**Exercise objective**
Turn the lines below into a numbered list, leaving out any blank lines.

(Records from a data source)
^^^^^^^^^^^^^^^^

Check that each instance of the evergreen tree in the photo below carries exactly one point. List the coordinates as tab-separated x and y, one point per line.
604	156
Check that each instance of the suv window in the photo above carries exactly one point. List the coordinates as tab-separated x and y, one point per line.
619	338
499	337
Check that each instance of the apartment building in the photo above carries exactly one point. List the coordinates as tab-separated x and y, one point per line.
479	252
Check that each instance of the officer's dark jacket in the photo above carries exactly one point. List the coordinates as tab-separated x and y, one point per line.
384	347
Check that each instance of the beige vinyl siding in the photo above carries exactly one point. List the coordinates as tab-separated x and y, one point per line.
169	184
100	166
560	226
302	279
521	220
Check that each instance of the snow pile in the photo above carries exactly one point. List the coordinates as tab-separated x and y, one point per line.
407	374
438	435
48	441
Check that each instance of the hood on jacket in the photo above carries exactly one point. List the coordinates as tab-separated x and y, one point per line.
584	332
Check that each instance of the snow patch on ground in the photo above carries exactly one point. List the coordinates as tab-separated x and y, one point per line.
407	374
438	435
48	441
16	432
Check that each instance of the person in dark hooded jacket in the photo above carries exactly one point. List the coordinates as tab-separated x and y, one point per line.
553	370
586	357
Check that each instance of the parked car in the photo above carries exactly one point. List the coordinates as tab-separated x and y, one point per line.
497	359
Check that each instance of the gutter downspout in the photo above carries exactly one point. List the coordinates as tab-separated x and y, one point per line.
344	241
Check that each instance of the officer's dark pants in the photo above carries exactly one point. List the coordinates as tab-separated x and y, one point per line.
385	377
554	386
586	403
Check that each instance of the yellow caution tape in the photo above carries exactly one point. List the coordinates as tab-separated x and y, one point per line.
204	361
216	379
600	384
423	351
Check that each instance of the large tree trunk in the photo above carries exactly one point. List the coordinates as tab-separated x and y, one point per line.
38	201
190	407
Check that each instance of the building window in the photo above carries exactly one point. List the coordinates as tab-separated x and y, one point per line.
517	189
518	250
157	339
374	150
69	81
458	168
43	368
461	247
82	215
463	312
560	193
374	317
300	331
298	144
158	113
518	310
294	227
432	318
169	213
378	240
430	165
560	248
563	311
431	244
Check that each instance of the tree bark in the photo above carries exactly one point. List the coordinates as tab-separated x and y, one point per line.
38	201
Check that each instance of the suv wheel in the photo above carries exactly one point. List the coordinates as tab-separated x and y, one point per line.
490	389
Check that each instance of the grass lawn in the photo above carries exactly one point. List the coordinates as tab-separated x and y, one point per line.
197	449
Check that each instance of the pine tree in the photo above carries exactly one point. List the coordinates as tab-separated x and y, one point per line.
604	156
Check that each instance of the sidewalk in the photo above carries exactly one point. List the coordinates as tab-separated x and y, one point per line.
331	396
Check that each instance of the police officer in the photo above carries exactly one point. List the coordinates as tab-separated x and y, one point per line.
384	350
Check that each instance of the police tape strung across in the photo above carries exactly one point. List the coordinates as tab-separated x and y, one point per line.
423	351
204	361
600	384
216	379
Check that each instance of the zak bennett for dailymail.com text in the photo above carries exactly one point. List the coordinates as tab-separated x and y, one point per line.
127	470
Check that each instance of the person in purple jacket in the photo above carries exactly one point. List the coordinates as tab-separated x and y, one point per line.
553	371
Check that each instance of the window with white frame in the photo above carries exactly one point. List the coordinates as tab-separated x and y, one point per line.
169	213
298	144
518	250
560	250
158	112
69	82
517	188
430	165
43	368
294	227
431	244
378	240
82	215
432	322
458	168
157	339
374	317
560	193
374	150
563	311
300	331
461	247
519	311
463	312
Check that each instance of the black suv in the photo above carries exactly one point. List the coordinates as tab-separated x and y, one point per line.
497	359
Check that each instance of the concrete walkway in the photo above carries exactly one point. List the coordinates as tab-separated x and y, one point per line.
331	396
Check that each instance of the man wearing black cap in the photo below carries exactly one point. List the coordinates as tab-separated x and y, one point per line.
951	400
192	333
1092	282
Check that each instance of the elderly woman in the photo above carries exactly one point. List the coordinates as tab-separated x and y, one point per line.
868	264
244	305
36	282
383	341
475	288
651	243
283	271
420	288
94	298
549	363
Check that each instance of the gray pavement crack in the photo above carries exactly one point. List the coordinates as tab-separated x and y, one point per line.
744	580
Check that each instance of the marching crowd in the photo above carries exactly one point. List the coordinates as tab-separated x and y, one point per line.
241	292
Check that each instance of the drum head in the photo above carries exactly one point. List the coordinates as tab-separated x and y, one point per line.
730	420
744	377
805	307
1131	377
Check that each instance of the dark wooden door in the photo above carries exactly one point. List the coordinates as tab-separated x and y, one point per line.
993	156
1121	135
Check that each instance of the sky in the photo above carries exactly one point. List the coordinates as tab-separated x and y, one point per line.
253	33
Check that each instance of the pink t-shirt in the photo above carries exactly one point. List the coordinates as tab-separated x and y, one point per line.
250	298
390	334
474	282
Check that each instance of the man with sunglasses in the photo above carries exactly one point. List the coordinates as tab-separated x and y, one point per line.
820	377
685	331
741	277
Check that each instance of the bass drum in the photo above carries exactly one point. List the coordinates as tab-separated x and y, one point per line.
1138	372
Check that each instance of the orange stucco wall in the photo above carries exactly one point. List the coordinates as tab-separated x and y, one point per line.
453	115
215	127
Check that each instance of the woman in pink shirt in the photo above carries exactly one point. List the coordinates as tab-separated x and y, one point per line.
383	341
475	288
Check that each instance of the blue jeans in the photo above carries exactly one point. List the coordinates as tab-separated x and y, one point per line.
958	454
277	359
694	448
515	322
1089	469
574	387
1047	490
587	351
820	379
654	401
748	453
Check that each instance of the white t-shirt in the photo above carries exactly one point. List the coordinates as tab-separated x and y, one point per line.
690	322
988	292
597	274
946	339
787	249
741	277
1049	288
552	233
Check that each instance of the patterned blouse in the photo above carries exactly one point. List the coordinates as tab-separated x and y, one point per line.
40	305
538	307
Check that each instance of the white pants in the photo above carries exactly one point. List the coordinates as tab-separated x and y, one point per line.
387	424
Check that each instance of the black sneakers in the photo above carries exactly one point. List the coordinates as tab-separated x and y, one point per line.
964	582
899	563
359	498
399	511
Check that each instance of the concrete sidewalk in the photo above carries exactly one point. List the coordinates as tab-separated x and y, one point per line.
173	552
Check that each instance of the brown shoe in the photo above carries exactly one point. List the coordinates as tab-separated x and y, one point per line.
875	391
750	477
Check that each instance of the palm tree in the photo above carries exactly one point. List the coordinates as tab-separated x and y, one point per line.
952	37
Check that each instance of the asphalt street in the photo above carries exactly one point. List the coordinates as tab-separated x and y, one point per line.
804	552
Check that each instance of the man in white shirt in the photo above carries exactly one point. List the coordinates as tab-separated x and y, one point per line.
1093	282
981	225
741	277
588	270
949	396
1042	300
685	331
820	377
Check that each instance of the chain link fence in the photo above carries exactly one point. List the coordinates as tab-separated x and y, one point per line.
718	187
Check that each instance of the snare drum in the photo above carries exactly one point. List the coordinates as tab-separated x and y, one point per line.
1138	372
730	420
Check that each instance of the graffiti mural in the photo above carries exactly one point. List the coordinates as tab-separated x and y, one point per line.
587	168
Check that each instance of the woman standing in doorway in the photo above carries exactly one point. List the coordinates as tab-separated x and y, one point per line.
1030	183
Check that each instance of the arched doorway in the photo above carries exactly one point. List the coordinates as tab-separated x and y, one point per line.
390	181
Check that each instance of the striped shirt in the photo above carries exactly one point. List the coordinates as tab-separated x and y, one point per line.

^^^^^^^^^^^^^^^^

**Output for this task**
1. Check that each instance of the evergreen tree in the photo below carries exactly one point. List the coordinates as tab-separated x and y, one point per line.
2. 604	156
3. Check that each instance of the suv window in the photo above carries exactly one point. List the coordinates as tab-separated x and y, one point per line.
4. 619	338
5. 499	337
6. Check that each instance of the apartment building in the photo above carries exactly one point. List the coordinates as tab-separated x and y, one point per line.
7. 479	252
8. Check that each instance of the officer's dark jacket in the photo above carries exactly one point. List the coordinates as tab-separated x and y, one point per line.
9. 384	347
10. Check that each instance of the beige vinyl siding in the photo above carries exactly one point. List the coordinates as tab-separated x and y, one point per line.
11. 169	184
12. 100	166
13. 560	226
14. 302	279
15. 521	220
16. Check that each instance of the snow pile in the photo above carries exactly one point. List the coordinates as tab-separated x and y, one point per line.
17. 407	374
18. 438	435
19. 48	441
20. Check that each instance of the hood on jacket in the photo above carries exactly one point. List the coordinates as tab-separated x and y, one point per line.
21. 584	332
22. Check that each instance of the snow patch on ground in the photo above carries exactly one point. List the coordinates as tab-separated x and y, one point per line.
23. 407	374
24. 438	435
25. 48	441
26. 16	432
27. Check that each instance of the person in dark hooded jacket in the photo above carries exactly one point. List the coordinates as tab-separated x and y, one point per line.
28. 553	370
29. 586	357
30. Check that each instance of the parked car in the photo above carries exactly one point. List the coordinates as tab-separated x and y, one point per line.
31. 497	359
32. Check that each instance of the gutter downspout in the photo above carries exactly one point. List the coordinates as tab-separated x and y, one point per line.
33. 344	241
34. Check that each instance of the officer's dark pants in the photo above carries exactly one point. List the coordinates as tab-separated x and y, one point per line.
35. 385	377
36. 554	386
37. 586	403
38. Check that each instance of the yellow caution tape in the photo above carries exactly one point. List the coordinates as tab-separated x and y, one point per line.
39. 204	361
40. 216	379
41. 600	384
42. 423	351
43. Check that each instance of the large tree trunk in the photo above carries exactly one point. List the coordinates as tab-separated x and y, one point per line.
44. 38	201
45. 190	407
46. Check that each instance of the building window in the photo above carries exactly one point. List the coordinates as tab-separated x and y, one point per line.
47. 517	189
48. 518	250
49. 157	339
50. 374	150
51. 69	81
52. 458	168
53. 43	368
54. 461	247
55. 82	215
56. 463	312
57. 560	193
58. 374	317
59. 300	331
60. 298	144
61. 158	113
62. 518	310
63. 294	227
64. 432	318
65. 169	213
66. 378	240
67. 430	165
68. 560	248
69. 563	311
70. 431	244
71. Check that each instance of the tree bark in the photo above carries exactly one point. List the coordinates as tab-separated x and y, one point per line.
72. 38	201
73. Check that each instance of the suv wheel in the photo above carries exactly one point. List the coordinates as tab-separated x and y, one point per line.
74. 490	389
75. Check that each instance of the grass lawn in the photo above carries exactly one point. List the coordinates as tab-separated x and y, one point per line.
76. 197	449
77. Check that each instance of the pine tree in the photo above carries exactly one point. List the coordinates as tab-separated x and y, one point per line.
78. 604	156
79. Check that each instance of the sidewalk in the photo above carries exactly one point. List the coordinates as tab-separated x and y, one point per line.
80. 331	396
81. Check that each instance of the police officer in the photo above carries exactly one point. List the coordinates as tab-separated x and y, one point per line.
82. 384	350
83. Check that each instance of the police tape strung across in the photo above carries exactly one point. List the coordinates as tab-separated x and y, one point per line.
84. 423	351
85. 204	361
86. 600	384
87. 216	379
88. Check that each instance of the zak bennett for dailymail.com text in the photo above carries exactly one point. List the coordinates as tab-separated x and y, one point per line.
89. 127	470
90. Check that each instance of the person in purple jacket in the photo above carries exactly one point. List the coordinates as tab-separated x and y, one point per line.
91. 553	371
92. Check that each instance of the window with white frame in the photo above carries exactly one point. List the coordinates as tab-separated x and y, one point per line.
93. 169	213
94. 298	144
95. 518	250
96. 560	250
97. 158	112
98. 69	82
99. 517	188
100. 430	165
101. 43	368
102. 294	227
103. 431	244
104. 378	240
105. 82	215
106. 432	322
107. 458	168
108. 157	339
109. 374	317
110. 560	193
111. 374	150
112. 563	311
113. 300	331
114. 461	247
115. 519	311
116. 463	312
117. Check that each instance of the black suv in the photo above carries exactly one point. List the coordinates as tab-separated x and y, one point per line.
118. 497	359
119. Check that each instance of the concrete walkway in the photo above carries exactly one point. List the coordinates as tab-separated x and y, one point per line.
120. 331	396
121. Check that each instance of the man wearing black cap in the photo below carries exactly one point. List the coordinates as tab-separated x and y, one point per line.
122. 951	400
123. 192	333
124. 1092	282
125. Check that each instance of the elderly woman in the photo above carries exactly one point. List the coordinates as tab-separated x and y, one point per line.
126. 868	264
127. 244	305
128. 36	282
129. 383	341
130. 475	288
131. 651	243
132. 283	271
133. 420	288
134. 94	298
135. 549	363
136. Check that each instance of the gray pavement crack in the photo above carries exactly one point. List the coordinates as tab-separated x and y, one point per line.
137. 744	580
138. Check that each instance of the marching crowd in the photo above carries exactly one point. List the coordinates as tab-separated x and y, one point per line.
139. 241	292
140. Check that each instance of the drum head in the photo above carries exactly one point. List the coordinates as tab-separated x and y, one point per line.
141. 730	420
142. 744	377
143. 805	307
144. 1131	377
145. Check that each instance of the dark wooden door in the photo above carries exactly one point. List the coordinates as tab-separated x and y, one point per line.
146. 993	156
147. 1121	135
148. Check that each instance of the sky in the photo above carries exactly one point. List the coordinates as tab-separated x and y, one point per line.
149. 253	33
150. Check that each instance of the pink t-shirt in the photo above carries exactly one point. List the coordinates as tab-separated x and y, one point per line.
151. 250	298
152. 390	334
153. 474	282
154. Check that each instance of the man with sunglasses in the photo above carries exactly one point. List the coordinates as tab-separated x and y, one point per line.
155. 820	377
156. 685	331
157. 741	277
158. Check that each instance of the bass drum in the photo above carries exactly one point. List the coordinates as tab-separated x and y, one point per line.
159. 1138	372
160. Check that each instance of the orange stucco wall in the photo above carries exactly one point. List the coordinates as tab-separated x and y, one point per line.
161. 453	115
162. 215	127
163. Check that each instance of the woman in pink shirt in the photo above carries exactly one point. List the coordinates as tab-separated x and y, one point per line.
164. 383	341
165. 475	288
166. Check that each instance of the blue jeans in the photo above carries exactly one point. List the coordinates as tab-separated x and y, one point per line.
167. 958	454
168. 277	359
169. 694	448
170. 515	322
171. 1089	469
172. 574	387
173. 1047	490
174. 587	351
175. 820	379
176. 654	401
177. 748	453
178. Check that each instance of the white t-shirt in the photo above carries exactly one point. List the coordinates as tab-separated x and y, one point per line.
179. 690	322
180. 988	292
181. 597	274
182. 946	339
183. 787	249
184. 741	277
185. 1049	288
186. 552	233
187. Check that each instance of the patterned blouse in the photo above carries exactly one point. List the coordinates as tab-separated x and y, one point per line.
188. 40	305
189. 538	307
190. Check that each instance of the white pants in the photo above carries exactly one point. List the coordinates as tab-separated x and y, one point per line.
191. 387	424
192. Check that each instance of the black sneakers in the photo above carries exactly one point. List the coordinates as tab-separated x and y, one point per line.
193. 964	582
194. 899	563
195. 359	498
196. 399	511
197. Check that each instance of the concrete sidewalk in the photo above carries exactly one point. List the coordinates as tab-separated x and y, one point per line.
198. 173	552
199. Check that each instance of the brown shoe in the photo above carries exactly one point. List the coordinates as tab-separated x and y, one point per line.
200. 875	391
201. 750	477
202. Check that each instance of the palm tree in the photo above carries exactly one point. List the coordinates as tab-separated x and y, one point per line.
203. 952	37
204. Check that each instance of the asphalt street in the photo above carries exactly one point. List the coordinates as tab-separated x and y, one point per line.
205. 804	552
206. Check that each instance of the man in white shirt in the photo above carries exactly one point. List the coordinates as tab-separated x and y, one point per line.
207. 1093	282
208. 981	225
209. 741	277
210. 588	270
211. 949	396
212. 1042	300
213. 685	331
214. 820	377
215. Check that each instance of the chain link fence in the photo above carries exactly one point. List the coordinates as tab-separated x and y, one point per line.
216. 718	187
217. Check that each instance of the snare drum in the photo above carries exactly one point. List the coordinates as tab-separated x and y, one point per line.
218. 1138	372
219. 730	420
220. Check that each instance of the graffiti mural in the photo above carries exactly one point. List the coordinates as tab-separated x and y, one point per line.
221. 587	168
222. Check that each instance of the woman standing in doorway in the photo above carries exactly one point. List the coordinates as tab-separated x and y, one point per line.
223. 1030	183
224. Check that each instance of the arched doorway in the photo above carries exactly one point. List the coordinates as tab-separated x and y, one point per line.
225. 390	181
226. Check that each instance of the striped shirt in the photo above carries exactly one point. List the coordinates as tab-separated x and y, one point per line.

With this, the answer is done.